(Entries on locating named objects)
━━━━━━━━━━━━━━━━

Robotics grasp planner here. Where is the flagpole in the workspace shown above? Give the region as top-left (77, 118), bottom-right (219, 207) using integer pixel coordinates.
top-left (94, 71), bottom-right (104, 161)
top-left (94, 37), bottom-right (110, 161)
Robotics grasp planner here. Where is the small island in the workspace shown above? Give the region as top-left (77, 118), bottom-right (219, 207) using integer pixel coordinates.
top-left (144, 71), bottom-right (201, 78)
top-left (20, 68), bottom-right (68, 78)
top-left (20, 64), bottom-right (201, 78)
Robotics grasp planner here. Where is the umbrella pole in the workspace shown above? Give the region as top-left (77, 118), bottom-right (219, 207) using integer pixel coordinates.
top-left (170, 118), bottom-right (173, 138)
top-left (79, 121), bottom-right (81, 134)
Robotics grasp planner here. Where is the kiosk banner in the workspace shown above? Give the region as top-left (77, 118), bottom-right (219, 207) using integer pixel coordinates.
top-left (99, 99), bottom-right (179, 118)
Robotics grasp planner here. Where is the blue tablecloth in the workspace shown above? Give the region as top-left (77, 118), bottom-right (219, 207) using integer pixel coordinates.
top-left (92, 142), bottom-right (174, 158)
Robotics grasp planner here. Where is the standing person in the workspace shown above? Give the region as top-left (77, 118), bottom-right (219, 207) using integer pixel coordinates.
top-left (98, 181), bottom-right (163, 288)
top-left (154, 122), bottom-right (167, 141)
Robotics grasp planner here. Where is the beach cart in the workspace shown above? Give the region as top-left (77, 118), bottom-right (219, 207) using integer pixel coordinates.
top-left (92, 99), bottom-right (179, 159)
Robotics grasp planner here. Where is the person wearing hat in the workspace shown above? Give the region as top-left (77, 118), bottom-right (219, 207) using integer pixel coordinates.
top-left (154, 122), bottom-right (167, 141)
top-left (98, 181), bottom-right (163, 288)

━━━━━━━━━━━━━━━━

## Written task
Copy the records above word for word, keeping every line.

## Answer to the problem
Robotics grasp planner here. Where is the flagpole in the workspace shown above? Give the region as top-left (77, 118), bottom-right (219, 207) using integer pixel coordinates.
top-left (94, 71), bottom-right (104, 161)
top-left (94, 37), bottom-right (110, 161)
Robotics grasp planner here. Where is the small island in the workspace shown above? Give the region as top-left (77, 118), bottom-right (219, 207) using integer pixel coordinates.
top-left (144, 71), bottom-right (201, 78)
top-left (20, 68), bottom-right (68, 78)
top-left (20, 64), bottom-right (201, 78)
Robotics grasp planner here. Where is the umbrella pole in the workspace shown above? Give the region as top-left (77, 118), bottom-right (219, 207) using integer pixel coordinates.
top-left (170, 118), bottom-right (173, 138)
top-left (79, 121), bottom-right (81, 134)
Robotics grasp planner here. Where is the kiosk banner in the workspace shown above? Give the region as top-left (77, 118), bottom-right (219, 207) using integer pixel coordinates.
top-left (99, 99), bottom-right (179, 118)
Robotics grasp planner here. Where is the blue tablecloth in the workspace shown above? Give the region as top-left (77, 118), bottom-right (219, 207) using integer pixel coordinates.
top-left (92, 142), bottom-right (174, 158)
Robotics grasp planner here. Where is the standing person in the workspace shown above? Give the region as top-left (77, 118), bottom-right (219, 207) using integer pixel coordinates.
top-left (98, 181), bottom-right (163, 288)
top-left (154, 122), bottom-right (167, 141)
Robotics grasp planner here. Where is the beach cart in the workspace shown above? Give the region as top-left (77, 118), bottom-right (219, 207) using integer pixel coordinates.
top-left (92, 99), bottom-right (179, 159)
Robotics grasp planner here. Where is the person wearing hat in the workspace shown above? Give the region as top-left (77, 118), bottom-right (219, 207) using integer pixel coordinates.
top-left (154, 122), bottom-right (167, 141)
top-left (98, 181), bottom-right (163, 288)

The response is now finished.